* BEGIN RECORDS PROVIDED *
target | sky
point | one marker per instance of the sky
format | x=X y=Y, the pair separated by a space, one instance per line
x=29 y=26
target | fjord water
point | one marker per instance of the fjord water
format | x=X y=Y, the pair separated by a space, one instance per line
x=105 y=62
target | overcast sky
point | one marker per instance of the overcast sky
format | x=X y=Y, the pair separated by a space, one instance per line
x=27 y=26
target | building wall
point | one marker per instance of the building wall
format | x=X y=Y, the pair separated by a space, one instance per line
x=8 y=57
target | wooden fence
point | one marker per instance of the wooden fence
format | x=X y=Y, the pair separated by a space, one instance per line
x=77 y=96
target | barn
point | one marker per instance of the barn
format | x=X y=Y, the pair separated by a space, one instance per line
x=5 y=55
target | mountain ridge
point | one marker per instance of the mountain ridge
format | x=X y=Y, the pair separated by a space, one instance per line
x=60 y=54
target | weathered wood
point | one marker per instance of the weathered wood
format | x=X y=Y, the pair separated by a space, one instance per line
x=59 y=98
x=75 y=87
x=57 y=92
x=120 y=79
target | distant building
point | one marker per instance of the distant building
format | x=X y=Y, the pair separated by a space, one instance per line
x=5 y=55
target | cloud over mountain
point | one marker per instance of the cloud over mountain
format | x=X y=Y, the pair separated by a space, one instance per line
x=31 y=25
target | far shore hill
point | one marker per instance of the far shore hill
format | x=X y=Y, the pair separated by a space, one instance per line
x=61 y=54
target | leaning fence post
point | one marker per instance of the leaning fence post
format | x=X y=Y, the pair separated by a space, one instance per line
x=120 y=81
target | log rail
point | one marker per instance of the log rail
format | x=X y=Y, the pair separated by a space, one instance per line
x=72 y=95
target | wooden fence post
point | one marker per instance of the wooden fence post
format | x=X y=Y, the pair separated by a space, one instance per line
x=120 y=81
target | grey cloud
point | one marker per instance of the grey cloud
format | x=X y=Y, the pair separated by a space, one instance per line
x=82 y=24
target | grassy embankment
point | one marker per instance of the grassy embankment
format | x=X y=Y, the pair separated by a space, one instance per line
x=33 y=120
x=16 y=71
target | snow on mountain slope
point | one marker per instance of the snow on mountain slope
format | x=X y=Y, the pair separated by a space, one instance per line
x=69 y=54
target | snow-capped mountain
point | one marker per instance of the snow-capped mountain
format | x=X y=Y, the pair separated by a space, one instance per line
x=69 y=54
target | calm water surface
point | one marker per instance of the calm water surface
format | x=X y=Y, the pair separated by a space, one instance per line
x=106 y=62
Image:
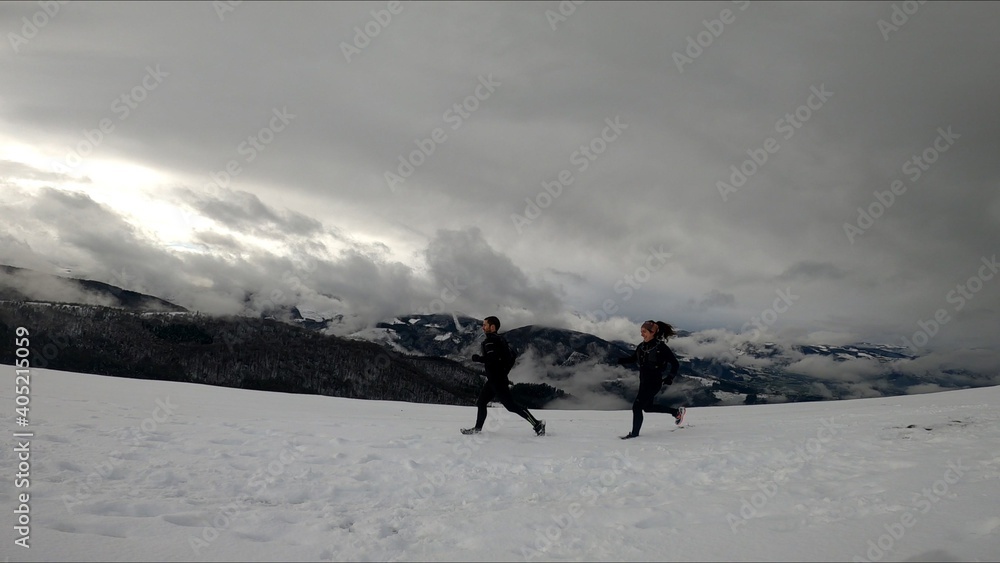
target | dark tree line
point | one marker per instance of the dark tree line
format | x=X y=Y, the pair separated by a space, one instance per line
x=227 y=351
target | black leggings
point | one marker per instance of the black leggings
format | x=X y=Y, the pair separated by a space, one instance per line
x=501 y=391
x=648 y=388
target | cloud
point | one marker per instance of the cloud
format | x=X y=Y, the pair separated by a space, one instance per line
x=713 y=299
x=869 y=153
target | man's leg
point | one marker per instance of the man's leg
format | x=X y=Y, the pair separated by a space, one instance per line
x=507 y=399
x=485 y=396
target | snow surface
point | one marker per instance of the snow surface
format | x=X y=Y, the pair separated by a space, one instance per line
x=137 y=470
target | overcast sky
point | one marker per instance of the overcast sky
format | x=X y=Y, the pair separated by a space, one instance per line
x=810 y=171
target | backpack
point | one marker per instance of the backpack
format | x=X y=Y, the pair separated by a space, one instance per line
x=511 y=357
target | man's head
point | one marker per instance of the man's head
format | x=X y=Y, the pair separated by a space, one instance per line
x=648 y=330
x=491 y=324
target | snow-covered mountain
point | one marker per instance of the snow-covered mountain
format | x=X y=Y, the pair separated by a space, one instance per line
x=137 y=470
x=742 y=372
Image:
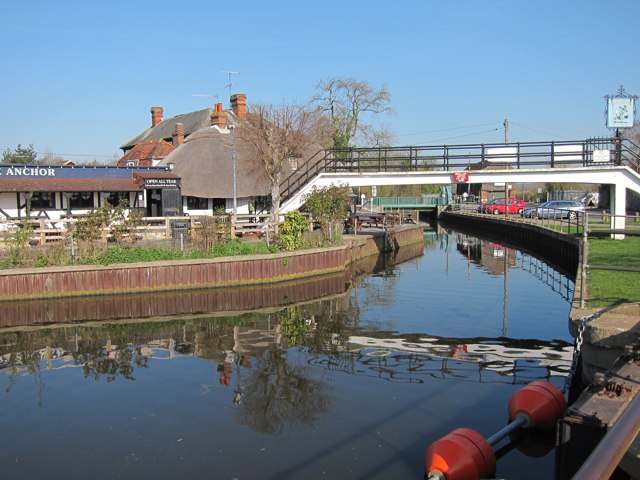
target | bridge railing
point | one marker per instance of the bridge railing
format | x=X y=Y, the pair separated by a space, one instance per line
x=465 y=157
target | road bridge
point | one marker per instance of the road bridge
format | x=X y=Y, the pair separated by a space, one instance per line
x=612 y=161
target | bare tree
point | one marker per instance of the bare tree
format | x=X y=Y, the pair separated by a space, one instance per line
x=345 y=101
x=277 y=134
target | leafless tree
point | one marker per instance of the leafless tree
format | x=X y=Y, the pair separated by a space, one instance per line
x=346 y=101
x=276 y=134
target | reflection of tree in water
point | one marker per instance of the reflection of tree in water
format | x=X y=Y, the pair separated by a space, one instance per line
x=99 y=358
x=279 y=393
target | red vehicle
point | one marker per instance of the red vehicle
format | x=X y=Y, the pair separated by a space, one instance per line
x=496 y=206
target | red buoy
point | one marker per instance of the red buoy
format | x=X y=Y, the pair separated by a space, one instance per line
x=463 y=454
x=541 y=403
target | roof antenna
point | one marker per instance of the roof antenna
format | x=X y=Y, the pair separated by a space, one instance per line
x=205 y=95
x=228 y=85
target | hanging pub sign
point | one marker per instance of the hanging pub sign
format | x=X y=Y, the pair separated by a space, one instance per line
x=620 y=109
x=161 y=183
x=460 y=177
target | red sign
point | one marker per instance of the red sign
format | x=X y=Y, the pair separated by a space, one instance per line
x=460 y=177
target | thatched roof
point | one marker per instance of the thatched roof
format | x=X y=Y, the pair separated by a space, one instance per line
x=205 y=163
x=191 y=122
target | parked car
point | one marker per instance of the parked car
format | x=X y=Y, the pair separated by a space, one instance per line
x=496 y=206
x=556 y=209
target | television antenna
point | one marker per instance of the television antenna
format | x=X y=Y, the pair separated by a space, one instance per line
x=228 y=85
x=205 y=95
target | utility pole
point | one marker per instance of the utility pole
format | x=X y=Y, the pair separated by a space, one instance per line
x=506 y=130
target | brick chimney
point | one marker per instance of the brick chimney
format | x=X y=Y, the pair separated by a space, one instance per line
x=156 y=116
x=219 y=116
x=178 y=135
x=239 y=106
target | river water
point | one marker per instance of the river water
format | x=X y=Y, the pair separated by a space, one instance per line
x=354 y=385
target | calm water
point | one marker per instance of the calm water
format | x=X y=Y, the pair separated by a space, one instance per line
x=353 y=386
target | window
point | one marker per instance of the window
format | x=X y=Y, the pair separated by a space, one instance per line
x=218 y=204
x=43 y=200
x=115 y=197
x=81 y=200
x=196 y=203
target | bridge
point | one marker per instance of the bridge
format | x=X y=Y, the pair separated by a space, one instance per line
x=612 y=161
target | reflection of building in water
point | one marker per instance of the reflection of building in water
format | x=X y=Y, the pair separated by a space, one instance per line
x=409 y=359
x=412 y=359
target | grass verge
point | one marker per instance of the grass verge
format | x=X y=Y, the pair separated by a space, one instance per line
x=609 y=287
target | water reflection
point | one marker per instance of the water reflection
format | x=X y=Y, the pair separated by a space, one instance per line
x=251 y=353
x=350 y=385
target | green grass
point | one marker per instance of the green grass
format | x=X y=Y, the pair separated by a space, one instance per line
x=143 y=254
x=625 y=253
x=608 y=287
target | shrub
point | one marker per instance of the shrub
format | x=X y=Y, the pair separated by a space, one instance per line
x=292 y=229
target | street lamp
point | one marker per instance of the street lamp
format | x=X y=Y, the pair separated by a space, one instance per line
x=235 y=175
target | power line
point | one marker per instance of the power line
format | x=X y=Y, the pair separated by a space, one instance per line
x=64 y=154
x=466 y=135
x=446 y=129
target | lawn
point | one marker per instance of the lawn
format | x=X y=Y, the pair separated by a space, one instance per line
x=608 y=287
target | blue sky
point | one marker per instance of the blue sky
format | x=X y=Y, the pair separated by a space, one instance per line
x=79 y=77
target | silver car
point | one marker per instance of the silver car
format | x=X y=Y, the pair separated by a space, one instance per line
x=555 y=209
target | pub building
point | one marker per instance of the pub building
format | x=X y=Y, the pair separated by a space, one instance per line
x=55 y=192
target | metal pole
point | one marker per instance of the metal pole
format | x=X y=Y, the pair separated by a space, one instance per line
x=520 y=421
x=235 y=175
x=607 y=455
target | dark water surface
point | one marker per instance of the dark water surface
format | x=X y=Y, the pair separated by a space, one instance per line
x=351 y=386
* END RECORDS PROVIDED *
OBJECTIVE. Switch "dark water surface" to "still water surface" in the stretch from the line containing "target | dark water surface" through the end of the items, and write those lines out again with nothing else changed.

FULL RESPONSE.
target | still water surface
point | one marker per instance of the still water surface
format | x=X y=Y, the pair separated by a space, one instance per line
x=351 y=386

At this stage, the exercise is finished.